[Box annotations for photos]
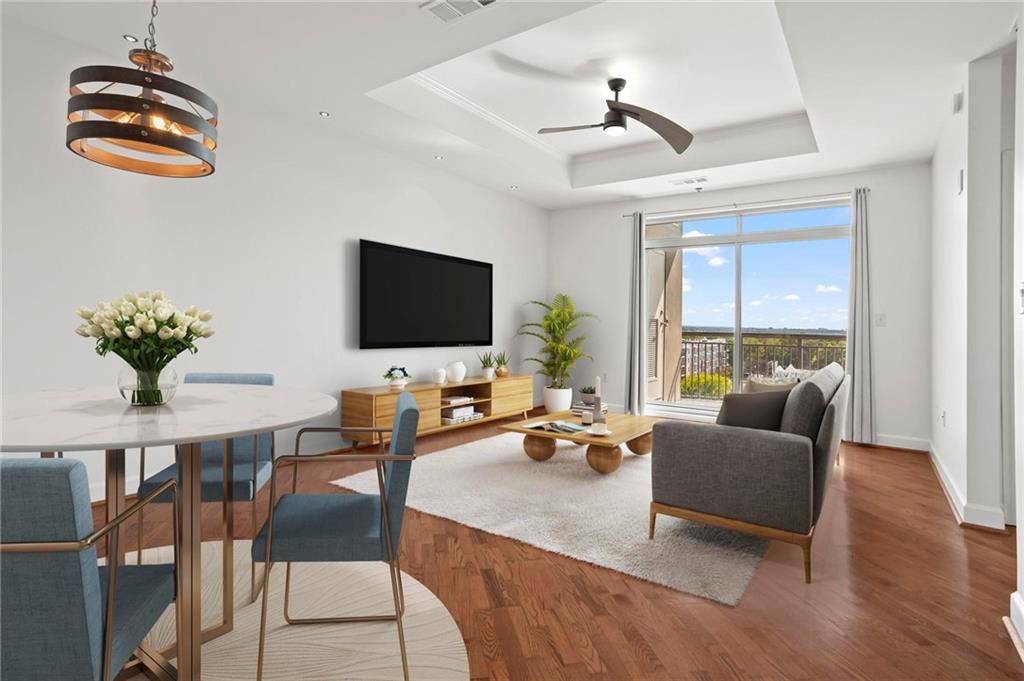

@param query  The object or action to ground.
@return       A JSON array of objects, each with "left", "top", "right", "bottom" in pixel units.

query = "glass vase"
[{"left": 118, "top": 366, "right": 178, "bottom": 407}]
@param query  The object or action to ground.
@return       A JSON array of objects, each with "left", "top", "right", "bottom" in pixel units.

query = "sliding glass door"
[{"left": 645, "top": 197, "right": 850, "bottom": 414}]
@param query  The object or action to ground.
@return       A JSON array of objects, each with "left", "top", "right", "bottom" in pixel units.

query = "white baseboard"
[
  {"left": 877, "top": 433, "right": 931, "bottom": 452},
  {"left": 928, "top": 444, "right": 967, "bottom": 524},
  {"left": 928, "top": 444, "right": 1007, "bottom": 529},
  {"left": 964, "top": 503, "right": 1007, "bottom": 529},
  {"left": 1010, "top": 591, "right": 1024, "bottom": 661}
]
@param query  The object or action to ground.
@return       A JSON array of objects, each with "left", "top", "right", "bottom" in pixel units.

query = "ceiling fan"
[{"left": 537, "top": 78, "right": 693, "bottom": 154}]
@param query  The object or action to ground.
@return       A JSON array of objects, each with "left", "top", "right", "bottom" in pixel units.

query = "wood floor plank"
[{"left": 96, "top": 413, "right": 1024, "bottom": 681}]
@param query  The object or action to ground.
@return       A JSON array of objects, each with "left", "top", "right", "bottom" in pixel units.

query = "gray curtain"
[
  {"left": 846, "top": 187, "right": 876, "bottom": 443},
  {"left": 626, "top": 212, "right": 647, "bottom": 414}
]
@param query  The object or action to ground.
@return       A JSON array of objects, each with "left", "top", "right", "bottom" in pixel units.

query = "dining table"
[{"left": 0, "top": 384, "right": 338, "bottom": 681}]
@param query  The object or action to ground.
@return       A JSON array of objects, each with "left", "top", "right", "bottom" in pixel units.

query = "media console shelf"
[{"left": 341, "top": 376, "right": 534, "bottom": 442}]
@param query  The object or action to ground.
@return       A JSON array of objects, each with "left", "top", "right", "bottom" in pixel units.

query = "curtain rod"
[{"left": 623, "top": 186, "right": 871, "bottom": 218}]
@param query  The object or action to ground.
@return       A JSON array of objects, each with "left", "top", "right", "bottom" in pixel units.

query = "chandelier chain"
[{"left": 142, "top": 0, "right": 160, "bottom": 52}]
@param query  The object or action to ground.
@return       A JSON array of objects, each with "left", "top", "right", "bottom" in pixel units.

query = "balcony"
[{"left": 648, "top": 331, "right": 846, "bottom": 411}]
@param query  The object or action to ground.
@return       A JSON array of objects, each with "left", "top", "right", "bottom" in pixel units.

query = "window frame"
[{"left": 641, "top": 194, "right": 852, "bottom": 418}]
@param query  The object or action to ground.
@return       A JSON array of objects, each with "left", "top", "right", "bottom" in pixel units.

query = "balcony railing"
[{"left": 676, "top": 332, "right": 846, "bottom": 399}]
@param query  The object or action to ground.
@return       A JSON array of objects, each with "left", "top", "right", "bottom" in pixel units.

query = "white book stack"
[
  {"left": 441, "top": 405, "right": 474, "bottom": 419},
  {"left": 441, "top": 407, "right": 483, "bottom": 426}
]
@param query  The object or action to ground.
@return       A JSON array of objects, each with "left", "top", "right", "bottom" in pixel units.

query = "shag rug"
[{"left": 334, "top": 433, "right": 767, "bottom": 605}]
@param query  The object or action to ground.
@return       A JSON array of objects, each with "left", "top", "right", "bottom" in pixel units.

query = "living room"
[{"left": 0, "top": 0, "right": 1024, "bottom": 681}]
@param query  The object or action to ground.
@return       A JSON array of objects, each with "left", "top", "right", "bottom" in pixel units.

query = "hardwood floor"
[{"left": 97, "top": 417, "right": 1024, "bottom": 681}]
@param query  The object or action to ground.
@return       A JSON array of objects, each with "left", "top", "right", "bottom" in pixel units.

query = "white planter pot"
[
  {"left": 544, "top": 388, "right": 572, "bottom": 414},
  {"left": 446, "top": 361, "right": 466, "bottom": 383}
]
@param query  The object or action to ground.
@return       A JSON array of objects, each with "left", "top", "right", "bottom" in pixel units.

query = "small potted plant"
[
  {"left": 384, "top": 367, "right": 409, "bottom": 390},
  {"left": 495, "top": 352, "right": 510, "bottom": 378},
  {"left": 476, "top": 352, "right": 495, "bottom": 381},
  {"left": 519, "top": 293, "right": 596, "bottom": 414}
]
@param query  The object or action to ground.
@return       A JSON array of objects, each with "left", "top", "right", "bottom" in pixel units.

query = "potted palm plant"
[
  {"left": 476, "top": 352, "right": 495, "bottom": 381},
  {"left": 519, "top": 293, "right": 597, "bottom": 414},
  {"left": 495, "top": 351, "right": 509, "bottom": 378}
]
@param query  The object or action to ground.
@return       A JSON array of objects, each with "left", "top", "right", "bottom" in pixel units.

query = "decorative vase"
[
  {"left": 446, "top": 361, "right": 466, "bottom": 383},
  {"left": 544, "top": 388, "right": 572, "bottom": 414},
  {"left": 118, "top": 365, "right": 178, "bottom": 407}
]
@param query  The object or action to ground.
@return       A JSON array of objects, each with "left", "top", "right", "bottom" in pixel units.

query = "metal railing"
[{"left": 676, "top": 332, "right": 846, "bottom": 399}]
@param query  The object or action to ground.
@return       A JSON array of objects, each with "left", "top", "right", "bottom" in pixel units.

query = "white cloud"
[{"left": 683, "top": 229, "right": 728, "bottom": 267}]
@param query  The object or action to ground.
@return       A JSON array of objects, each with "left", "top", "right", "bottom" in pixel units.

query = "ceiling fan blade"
[
  {"left": 606, "top": 99, "right": 693, "bottom": 154},
  {"left": 537, "top": 123, "right": 604, "bottom": 135}
]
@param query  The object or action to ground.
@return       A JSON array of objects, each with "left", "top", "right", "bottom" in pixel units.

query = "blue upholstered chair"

--- Exercise aim ---
Copy out every line of the items above that contains the word "white". Case matters, so a line counts only if the word appears with that exact capitalization.

--- Solution ---
query = "white baseboard"
query = "white book stack"
query = "white planter pot"
query = "white cloud"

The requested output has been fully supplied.